▶ Provided records:
=-=-=-=-=
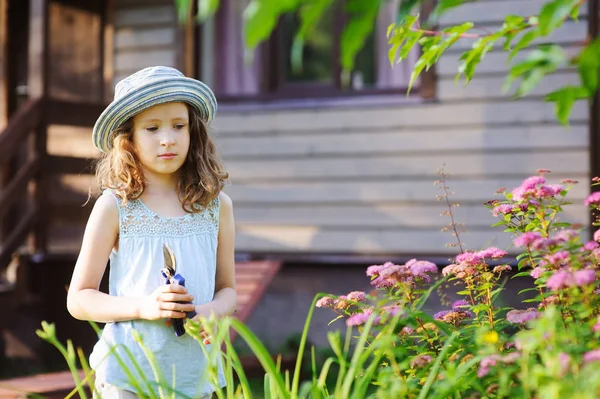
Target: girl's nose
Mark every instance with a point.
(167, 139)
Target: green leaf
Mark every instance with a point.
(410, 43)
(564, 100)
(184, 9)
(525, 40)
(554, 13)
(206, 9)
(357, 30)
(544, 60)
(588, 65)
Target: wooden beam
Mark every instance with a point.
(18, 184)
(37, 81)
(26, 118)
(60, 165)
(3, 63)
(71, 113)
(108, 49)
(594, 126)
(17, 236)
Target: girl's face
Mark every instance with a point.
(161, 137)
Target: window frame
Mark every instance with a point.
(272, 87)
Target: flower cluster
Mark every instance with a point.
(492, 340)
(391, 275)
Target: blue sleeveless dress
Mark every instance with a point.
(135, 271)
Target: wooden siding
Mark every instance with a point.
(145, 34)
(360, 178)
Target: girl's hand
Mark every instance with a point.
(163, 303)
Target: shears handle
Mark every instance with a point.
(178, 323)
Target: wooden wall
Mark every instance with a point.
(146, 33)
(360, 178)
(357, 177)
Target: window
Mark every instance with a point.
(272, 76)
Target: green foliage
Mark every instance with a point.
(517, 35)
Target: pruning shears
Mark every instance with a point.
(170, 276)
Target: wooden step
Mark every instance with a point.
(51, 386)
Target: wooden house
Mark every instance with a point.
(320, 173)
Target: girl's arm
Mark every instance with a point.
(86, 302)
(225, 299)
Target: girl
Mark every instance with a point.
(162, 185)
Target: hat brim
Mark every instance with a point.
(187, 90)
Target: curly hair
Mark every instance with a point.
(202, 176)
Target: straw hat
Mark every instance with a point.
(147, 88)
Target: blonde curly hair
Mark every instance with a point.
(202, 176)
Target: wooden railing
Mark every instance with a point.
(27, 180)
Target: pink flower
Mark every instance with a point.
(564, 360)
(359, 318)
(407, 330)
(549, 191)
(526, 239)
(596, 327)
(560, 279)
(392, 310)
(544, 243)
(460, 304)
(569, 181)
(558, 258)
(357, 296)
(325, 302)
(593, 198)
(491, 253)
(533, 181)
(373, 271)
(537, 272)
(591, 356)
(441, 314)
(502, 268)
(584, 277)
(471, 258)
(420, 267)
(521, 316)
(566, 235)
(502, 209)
=-=-=-=-=
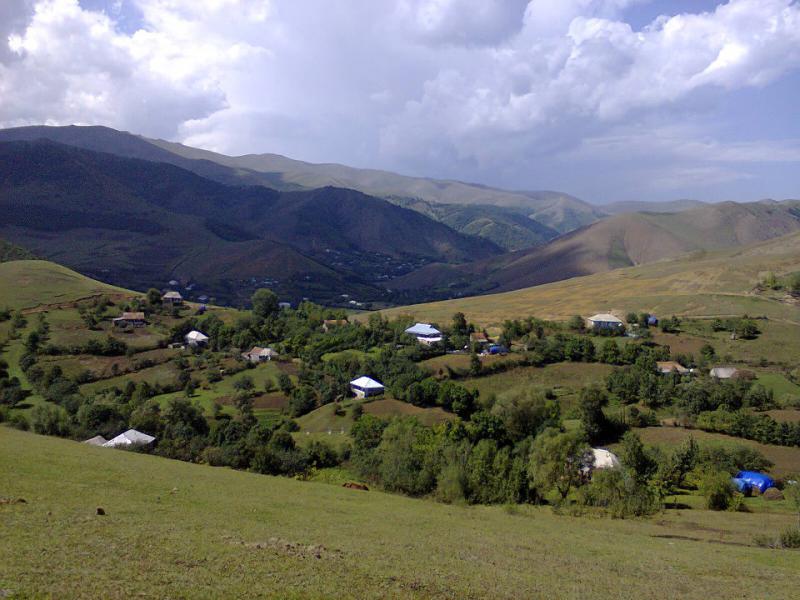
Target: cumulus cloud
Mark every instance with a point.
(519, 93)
=-=-=-=-=
▶ Your goal: Scan the records above for the lines holding "Target: girl's nose" and "Target: pruning shears". Transcribe those two and every line between them word for word, and no others.

▶ Solution for this exercise:
Target: girl's nose
Mark every instance with a point.
(167, 139)
Target: green leaf
Mark every instance with a point.
(410, 43)
(564, 100)
(184, 9)
(525, 40)
(554, 13)
(206, 9)
(357, 30)
(544, 60)
(588, 65)
Target: wooden beam
Mark every instance with a point.
(18, 184)
(37, 81)
(26, 118)
(60, 165)
(3, 63)
(71, 113)
(108, 49)
(594, 126)
(17, 236)
Target: girl's face
Mark every instance with a point.
(161, 137)
Target: window frame
Mark every instance with a point.
(272, 87)
Target: flower cluster
Mark every instance with a point.
(492, 340)
(391, 275)
Target: blue sleeveless dress
Mark every instance with a point.
(135, 271)
Target: wooden siding
Mark every instance with a point.
(145, 34)
(360, 178)
Target: girl's hand
Mark every instance with a point.
(163, 303)
Target: shears handle
Mark every instance with a point.
(178, 323)
Target: wooden wall
Mark every instance with a point.
(146, 33)
(360, 178)
(357, 177)
Target: window
Mark every instance with a point.
(272, 76)
Target: green foliage
Mark every instance with a point.
(517, 35)
Target: pruning shears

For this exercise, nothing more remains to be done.